→ Written exercise
Print the stretch of the text about the Princess of Eboli from "Ana spent most" through "the family estates." exactly as it appears.

→ Text excerpt
***
A galaxy of pearls sparkled throughout her hair in starry glamour. They hung from her ears and were wrapped around her neck in a tight, luminous collar. She wears a hat the color of early twilight that rides like a ship, tilting and brave with silk and feathers.

She is dressed in the style of the maja, a woman from the lower class of Spanish society whose exagerated style was equally charming and saucy. Her peasant silhouette is rich and exuberant, with ribbons cutting into her plump arms in tight bows. She plucks from her bouquet a flower the color of her lush skin; a garland she might have found during her rustic, luxuriant travels.


Earthy yet elegant, Ana de Mendoza, Princess of Eboli, Duchess of Pastrana had the look of slow, seductive femininity. Her jungle poise was cat-like, with muscles that rolled like velvet. And her beauty was not marred, but rather accentuated, by a small, glossy square which covered one of her eyes. One eye was hooded by a heavy, languorous eyelid, but the other was covered in a silken shadow.


Stories vary as to how the Princess became came to be afflicted with this rakish flaw. Some say that she lost her eye in a mock duel with a page when young. But others say that the patch hid a squinting or wandering eye: a defect just as damning as an eye pierced by an overzealous opponent’s foil.

This pretty girl, this well-formed and dainty aristocrat, was a marriageable pawn, and any damage had to be covered with as much wit as possible. She was married in 1553 at the age of thirteen, on the recommendation of Philip, Duke of Milan – whom would be crowned King of Spain the very next year. Her husband, Ruy Gómez de Silva, had been page to the young Philip and rarely strayed from his black-clad, tightly ruffed master. He became a diplomat, and eventually was made a Grandee of Spain.

Because of his duties in England and the Netherlands – possibly brokering Philip’s unpopular union with Mary I – the Eboli marriage was not consummated until Ruy returned to Spain in 1558. Ana would endure 15 years of childbearing, bearing 10 children from 1558 to 1573.

Ana spent most of her married life at court, living in the Royal Alcazar of Madrid: Philip’s remodeling of the doughty Muslim fortress into a sparkling Renaissance aerie. It was there that she capered like a shadow, a pretty sprite that sparkled in cloth of gold and slippers embroidered in silks the color of gardens and forests.

After her husband died in 1573, Ana deserted her bright home, retiring to a Carmelite convent under the name of Sister Ana de la Madre de Dios. But the king was determined that she return to take charge of her children and the family estates.
***
→ Given records
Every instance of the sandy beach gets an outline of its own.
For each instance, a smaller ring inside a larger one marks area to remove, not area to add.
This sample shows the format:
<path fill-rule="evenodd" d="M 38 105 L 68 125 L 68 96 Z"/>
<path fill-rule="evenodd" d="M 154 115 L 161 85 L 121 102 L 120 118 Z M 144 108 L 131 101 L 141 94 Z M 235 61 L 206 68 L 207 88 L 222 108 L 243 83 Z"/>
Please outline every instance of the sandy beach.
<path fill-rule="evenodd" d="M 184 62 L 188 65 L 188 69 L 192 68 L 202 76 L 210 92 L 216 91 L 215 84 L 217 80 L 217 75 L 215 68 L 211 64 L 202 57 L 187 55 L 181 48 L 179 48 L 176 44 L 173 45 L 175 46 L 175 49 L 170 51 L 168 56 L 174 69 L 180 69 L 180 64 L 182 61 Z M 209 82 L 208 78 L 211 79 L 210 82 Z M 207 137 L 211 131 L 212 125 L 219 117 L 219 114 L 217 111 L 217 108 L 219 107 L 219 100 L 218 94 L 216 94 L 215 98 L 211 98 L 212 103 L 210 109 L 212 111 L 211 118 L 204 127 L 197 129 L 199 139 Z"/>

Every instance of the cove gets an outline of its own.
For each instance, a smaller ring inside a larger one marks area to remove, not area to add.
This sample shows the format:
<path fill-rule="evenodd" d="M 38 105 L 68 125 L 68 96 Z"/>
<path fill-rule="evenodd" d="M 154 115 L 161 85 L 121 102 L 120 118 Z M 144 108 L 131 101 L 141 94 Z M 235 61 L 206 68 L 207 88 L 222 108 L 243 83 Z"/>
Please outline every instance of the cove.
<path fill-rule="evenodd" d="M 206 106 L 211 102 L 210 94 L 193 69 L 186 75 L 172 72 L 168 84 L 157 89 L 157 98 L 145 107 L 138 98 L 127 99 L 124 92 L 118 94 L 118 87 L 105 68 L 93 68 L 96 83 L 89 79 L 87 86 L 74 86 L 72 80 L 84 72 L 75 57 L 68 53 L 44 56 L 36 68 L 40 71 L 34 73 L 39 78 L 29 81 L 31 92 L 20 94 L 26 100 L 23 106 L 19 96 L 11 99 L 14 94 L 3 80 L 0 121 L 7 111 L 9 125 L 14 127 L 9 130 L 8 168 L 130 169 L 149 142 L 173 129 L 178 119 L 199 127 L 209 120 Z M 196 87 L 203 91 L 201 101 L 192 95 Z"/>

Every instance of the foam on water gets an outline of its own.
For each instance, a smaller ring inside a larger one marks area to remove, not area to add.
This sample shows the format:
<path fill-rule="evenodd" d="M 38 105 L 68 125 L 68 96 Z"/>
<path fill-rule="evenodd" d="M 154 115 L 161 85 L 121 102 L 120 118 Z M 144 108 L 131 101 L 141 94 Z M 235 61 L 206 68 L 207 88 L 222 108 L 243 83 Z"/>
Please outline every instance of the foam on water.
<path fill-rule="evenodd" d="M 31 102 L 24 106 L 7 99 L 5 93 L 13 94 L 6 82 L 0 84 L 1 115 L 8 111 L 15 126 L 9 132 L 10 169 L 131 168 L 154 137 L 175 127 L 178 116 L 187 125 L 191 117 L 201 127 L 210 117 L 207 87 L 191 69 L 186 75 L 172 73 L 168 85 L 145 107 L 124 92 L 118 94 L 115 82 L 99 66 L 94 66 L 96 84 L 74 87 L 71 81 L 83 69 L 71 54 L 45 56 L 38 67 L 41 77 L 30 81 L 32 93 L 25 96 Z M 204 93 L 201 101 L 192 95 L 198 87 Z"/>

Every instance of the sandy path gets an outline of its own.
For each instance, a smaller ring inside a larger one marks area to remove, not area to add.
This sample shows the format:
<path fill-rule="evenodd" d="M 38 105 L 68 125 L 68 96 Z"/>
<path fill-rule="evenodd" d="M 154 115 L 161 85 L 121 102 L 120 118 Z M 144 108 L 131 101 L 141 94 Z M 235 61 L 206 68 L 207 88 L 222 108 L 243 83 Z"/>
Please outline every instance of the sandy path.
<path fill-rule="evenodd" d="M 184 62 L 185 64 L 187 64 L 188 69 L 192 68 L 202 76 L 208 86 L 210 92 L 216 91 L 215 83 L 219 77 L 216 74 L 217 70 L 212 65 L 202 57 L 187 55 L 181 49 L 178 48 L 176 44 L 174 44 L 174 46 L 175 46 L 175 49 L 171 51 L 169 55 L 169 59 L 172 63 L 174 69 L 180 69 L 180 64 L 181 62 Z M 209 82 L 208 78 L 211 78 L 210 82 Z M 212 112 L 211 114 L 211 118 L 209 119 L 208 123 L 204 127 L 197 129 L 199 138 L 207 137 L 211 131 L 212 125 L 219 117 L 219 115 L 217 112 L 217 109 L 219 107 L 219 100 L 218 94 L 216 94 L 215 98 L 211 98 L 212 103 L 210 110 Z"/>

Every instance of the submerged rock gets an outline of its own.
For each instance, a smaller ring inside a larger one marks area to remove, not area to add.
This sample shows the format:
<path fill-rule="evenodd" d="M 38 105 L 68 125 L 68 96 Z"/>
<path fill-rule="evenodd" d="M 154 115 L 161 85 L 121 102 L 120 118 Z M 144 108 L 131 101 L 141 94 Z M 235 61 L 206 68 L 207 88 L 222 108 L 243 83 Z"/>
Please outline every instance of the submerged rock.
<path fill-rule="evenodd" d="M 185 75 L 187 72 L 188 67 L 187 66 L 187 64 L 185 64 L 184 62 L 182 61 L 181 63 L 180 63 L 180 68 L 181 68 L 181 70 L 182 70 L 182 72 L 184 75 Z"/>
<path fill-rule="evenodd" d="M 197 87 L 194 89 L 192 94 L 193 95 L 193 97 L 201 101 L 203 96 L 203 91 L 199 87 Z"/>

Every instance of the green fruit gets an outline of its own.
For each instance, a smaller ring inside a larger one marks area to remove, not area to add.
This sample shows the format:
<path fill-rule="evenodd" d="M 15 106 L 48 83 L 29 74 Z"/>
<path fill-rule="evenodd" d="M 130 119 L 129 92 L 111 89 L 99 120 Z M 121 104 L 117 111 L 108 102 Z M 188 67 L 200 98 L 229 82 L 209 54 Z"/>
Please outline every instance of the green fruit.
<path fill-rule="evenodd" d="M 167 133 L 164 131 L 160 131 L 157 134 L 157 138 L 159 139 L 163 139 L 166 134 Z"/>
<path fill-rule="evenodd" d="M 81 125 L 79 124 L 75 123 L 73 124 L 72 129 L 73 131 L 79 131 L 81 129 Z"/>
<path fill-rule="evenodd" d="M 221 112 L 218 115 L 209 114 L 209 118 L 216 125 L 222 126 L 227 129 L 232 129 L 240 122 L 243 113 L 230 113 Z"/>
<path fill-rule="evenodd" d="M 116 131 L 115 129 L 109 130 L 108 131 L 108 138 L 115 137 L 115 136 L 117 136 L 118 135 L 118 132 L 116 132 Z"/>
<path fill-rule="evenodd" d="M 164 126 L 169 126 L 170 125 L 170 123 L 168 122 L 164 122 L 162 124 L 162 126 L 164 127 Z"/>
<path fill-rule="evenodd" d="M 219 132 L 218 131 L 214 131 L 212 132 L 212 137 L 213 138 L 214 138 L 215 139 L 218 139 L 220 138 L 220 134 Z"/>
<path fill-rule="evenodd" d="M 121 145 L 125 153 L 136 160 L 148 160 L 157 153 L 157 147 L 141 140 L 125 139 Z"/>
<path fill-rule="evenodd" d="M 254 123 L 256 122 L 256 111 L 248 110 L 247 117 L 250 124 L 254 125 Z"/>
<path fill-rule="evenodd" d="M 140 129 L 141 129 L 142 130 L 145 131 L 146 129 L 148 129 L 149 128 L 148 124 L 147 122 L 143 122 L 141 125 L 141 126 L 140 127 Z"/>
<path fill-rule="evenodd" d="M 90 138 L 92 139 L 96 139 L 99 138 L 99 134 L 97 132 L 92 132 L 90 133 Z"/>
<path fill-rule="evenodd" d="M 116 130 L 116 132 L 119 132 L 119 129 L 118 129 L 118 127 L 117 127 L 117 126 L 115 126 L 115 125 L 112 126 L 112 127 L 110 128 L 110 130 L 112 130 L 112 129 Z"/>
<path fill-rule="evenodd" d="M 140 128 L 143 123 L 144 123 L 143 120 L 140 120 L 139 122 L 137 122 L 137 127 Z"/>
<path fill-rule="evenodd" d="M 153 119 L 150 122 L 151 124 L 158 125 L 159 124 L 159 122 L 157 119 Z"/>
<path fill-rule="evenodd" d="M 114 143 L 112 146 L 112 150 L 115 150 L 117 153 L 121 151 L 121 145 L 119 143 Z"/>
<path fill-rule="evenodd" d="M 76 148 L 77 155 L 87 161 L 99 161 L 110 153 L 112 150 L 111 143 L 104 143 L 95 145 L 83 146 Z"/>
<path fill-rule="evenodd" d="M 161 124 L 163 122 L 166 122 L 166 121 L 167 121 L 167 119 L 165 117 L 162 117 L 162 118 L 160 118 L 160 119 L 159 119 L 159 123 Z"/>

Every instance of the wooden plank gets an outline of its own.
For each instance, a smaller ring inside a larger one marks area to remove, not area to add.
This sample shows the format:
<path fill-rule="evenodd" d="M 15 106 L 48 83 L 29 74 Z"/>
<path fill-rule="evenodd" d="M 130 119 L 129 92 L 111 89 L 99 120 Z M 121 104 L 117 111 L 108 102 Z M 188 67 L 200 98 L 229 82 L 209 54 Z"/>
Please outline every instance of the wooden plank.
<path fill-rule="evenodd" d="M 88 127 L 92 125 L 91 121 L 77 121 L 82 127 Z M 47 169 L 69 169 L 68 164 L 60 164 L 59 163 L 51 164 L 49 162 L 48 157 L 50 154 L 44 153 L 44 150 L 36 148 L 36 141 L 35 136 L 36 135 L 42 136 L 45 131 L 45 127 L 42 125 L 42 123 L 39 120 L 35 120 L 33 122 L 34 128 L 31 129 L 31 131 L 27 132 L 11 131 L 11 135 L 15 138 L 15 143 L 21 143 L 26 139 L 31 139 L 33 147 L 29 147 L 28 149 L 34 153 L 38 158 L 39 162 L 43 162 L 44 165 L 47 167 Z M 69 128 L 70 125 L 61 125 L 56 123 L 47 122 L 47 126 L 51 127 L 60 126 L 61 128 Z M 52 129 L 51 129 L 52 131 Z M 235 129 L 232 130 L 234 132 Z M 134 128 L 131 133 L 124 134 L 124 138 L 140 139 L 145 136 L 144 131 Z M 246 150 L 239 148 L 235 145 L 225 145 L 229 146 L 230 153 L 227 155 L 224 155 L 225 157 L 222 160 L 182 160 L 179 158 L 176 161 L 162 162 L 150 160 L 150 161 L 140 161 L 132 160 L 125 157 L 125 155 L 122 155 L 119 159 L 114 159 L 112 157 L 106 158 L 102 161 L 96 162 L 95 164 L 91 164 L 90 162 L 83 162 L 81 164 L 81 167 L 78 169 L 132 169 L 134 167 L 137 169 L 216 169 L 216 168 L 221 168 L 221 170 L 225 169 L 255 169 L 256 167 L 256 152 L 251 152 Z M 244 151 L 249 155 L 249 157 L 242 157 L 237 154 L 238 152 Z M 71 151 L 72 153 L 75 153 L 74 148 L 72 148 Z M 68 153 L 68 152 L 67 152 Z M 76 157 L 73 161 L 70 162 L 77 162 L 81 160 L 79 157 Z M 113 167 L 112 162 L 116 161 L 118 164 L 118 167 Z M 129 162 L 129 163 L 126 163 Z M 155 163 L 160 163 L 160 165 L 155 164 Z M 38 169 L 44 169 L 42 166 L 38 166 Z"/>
***
→ Task response
Ana spent most of her married life at court, living in the Royal Alcazar of Madrid: Philip’s remodeling of the doughty Muslim fortress into a sparkling Renaissance aerie. It was there that she capered like a shadow, a pretty sprite that sparkled in cloth of gold and slippers embroidered in silks the color of gardens and forests.

After her husband died in 1573, Ana deserted her bright home, retiring to a Carmelite convent under the name of Sister Ana de la Madre de Dios. But the king was determined that she return to take charge of her children and the family estates.